- PROVIDED TEXT
#####

In Latin, Lewis and Short cites instances in Pomponius Mela (AD 45), Pliny (AD 79), and Ammianus Marcellinus (AD 400). In Greek, the LSJ includes references from Dioscorides (AD 90), Galen (AD c. 200), and Damascius (AD c. 538). As you will see you are not the first person to notice its unusual formation.

The rule which is generally observed in Greek (just as in English) is that the attribute precedes the primary noun, i.e. "N1 + N2" = "N2 of the N1." Here are some examples with ἵππος:

  • ἱππόδεσμα: bond (i.e. reins) of the horse
  • ἱπποδιώκτης: driver of horses
  • ἱπποκόσμια: trappings of a horse

Or, in some cases, two nouns together that seem to bear equal weight, as in English "wolf dog":

  • ἱππόταυρος: horse bull
  • ἱπποκύων: horse dog

(For more examples, see this Greek dictionary search.)

One explanation of this is in footnote 1, pg. 62 of Des origines des sciences naturelles by Dr. Saint-Lager, which contains a lot of useful information in French. Here is my translation of relevant parts:

The word Hippopotamus is improperly constructed, because as a rule in words composed from Greek stems, the principal noun should be placed after the attribute

As a result, the noun Hippopotamus (river of the horse) should be changed to Potamippos (river horse).

#####

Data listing

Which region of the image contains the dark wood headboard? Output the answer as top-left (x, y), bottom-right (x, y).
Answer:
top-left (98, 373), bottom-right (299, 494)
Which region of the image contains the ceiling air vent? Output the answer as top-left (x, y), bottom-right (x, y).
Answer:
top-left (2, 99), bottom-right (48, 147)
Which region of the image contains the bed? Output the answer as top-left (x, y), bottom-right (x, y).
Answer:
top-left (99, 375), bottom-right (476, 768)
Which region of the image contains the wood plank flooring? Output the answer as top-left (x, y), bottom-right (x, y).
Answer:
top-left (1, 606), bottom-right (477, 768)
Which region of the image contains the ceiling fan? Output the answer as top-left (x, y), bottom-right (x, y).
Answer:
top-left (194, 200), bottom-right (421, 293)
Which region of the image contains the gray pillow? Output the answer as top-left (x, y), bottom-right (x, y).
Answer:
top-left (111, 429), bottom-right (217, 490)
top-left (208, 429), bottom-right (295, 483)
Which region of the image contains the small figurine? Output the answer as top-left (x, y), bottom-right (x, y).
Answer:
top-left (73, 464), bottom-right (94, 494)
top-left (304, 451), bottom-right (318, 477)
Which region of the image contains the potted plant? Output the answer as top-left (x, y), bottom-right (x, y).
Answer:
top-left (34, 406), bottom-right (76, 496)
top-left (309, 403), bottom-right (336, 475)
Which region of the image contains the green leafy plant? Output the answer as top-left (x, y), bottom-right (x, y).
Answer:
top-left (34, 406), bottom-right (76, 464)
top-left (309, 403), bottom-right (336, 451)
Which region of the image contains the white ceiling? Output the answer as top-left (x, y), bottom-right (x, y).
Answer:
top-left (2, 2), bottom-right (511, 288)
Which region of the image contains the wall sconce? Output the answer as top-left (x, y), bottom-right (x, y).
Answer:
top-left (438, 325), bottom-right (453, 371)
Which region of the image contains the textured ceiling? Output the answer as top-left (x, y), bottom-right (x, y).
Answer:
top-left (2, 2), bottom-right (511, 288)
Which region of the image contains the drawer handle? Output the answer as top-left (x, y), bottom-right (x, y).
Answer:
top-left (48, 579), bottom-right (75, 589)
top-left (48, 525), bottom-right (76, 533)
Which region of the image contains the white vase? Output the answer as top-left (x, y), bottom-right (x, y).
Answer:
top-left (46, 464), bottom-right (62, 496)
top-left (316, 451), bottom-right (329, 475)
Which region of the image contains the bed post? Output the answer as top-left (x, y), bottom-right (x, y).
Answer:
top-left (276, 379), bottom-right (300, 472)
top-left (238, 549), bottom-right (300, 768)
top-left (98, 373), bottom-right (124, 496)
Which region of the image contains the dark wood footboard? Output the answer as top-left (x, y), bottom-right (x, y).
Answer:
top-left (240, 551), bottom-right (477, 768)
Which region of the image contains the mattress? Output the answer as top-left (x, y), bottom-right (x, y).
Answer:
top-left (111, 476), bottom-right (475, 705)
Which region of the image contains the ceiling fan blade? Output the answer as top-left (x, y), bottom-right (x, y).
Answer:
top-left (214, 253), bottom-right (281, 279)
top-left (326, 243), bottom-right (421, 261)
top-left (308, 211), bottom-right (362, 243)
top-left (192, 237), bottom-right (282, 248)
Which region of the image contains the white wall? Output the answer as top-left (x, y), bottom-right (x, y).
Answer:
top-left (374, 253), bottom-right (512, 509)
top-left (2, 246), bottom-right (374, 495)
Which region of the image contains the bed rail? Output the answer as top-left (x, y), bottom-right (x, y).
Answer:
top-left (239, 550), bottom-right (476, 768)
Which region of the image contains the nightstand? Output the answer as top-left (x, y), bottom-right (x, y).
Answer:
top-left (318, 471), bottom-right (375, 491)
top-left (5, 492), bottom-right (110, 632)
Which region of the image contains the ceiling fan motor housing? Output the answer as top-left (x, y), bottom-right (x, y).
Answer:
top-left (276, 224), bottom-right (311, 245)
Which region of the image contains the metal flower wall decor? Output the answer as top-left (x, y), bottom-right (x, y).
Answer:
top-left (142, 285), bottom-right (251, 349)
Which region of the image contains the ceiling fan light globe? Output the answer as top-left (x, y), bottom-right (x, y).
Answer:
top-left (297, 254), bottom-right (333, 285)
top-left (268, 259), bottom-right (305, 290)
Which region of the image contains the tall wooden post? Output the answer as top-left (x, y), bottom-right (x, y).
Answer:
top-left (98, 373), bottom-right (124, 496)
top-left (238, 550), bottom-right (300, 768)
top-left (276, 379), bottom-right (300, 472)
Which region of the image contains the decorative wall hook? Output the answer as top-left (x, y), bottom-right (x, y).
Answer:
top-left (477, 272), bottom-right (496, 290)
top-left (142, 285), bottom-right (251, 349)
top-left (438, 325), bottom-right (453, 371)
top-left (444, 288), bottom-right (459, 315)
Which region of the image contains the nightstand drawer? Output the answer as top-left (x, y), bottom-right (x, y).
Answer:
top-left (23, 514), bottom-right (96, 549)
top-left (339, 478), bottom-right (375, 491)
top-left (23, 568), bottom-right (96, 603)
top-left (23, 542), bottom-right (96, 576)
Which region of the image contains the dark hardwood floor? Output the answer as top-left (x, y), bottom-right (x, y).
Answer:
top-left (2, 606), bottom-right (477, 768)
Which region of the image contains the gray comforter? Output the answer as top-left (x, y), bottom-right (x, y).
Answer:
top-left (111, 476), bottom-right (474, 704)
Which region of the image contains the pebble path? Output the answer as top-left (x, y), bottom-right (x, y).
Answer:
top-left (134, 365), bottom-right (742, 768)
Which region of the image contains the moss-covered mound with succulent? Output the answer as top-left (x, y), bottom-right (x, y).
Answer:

#####

- WORK TO DO
(1) In the passage on the word hippopotamus, what form does Saint-Lager say should replace it?
(2) Please continue the passage on the word hippopotamus from its last sentence.
The items are separate material, apart from the passage on the word hippopotamus.

- RESULTS FOR THE EXERCISE
(1) Potamippos, meaning "river horse."

(2)
He then includes a very interesting usage note that might explain the reason for this:

Moreover, ancient Greek authors like Herodotus (Histor. II, 71), Aristotle (Hist. anim. II, 1 et 7), Strabo (Geogr. XV, 1 - XVI, 4), Plutarch (Isis et Osiris XXXII et L), [etc.] have always written this in three distinct words: ἵππος ὁ ποτάμιος.

In this instance, ποτάμιος is an adjective in the attributive position, so the phrase literally means "a riverly horse."

Although the footnote goes on to blame the copyists, a likely explanation is that "hippos ho potamios" was judged too long and shortened without proper regard for the usual construction of such compound words. This is certainly not a hard and fast rule, and there are several examples of compounds where the attribute is placed second, as pointed out by @sumelic and @TKR, such as φιλόσοφος (love-wisdom = "lover of wisdom") and ἀξιόλογος (worth-word = "worthy of mention").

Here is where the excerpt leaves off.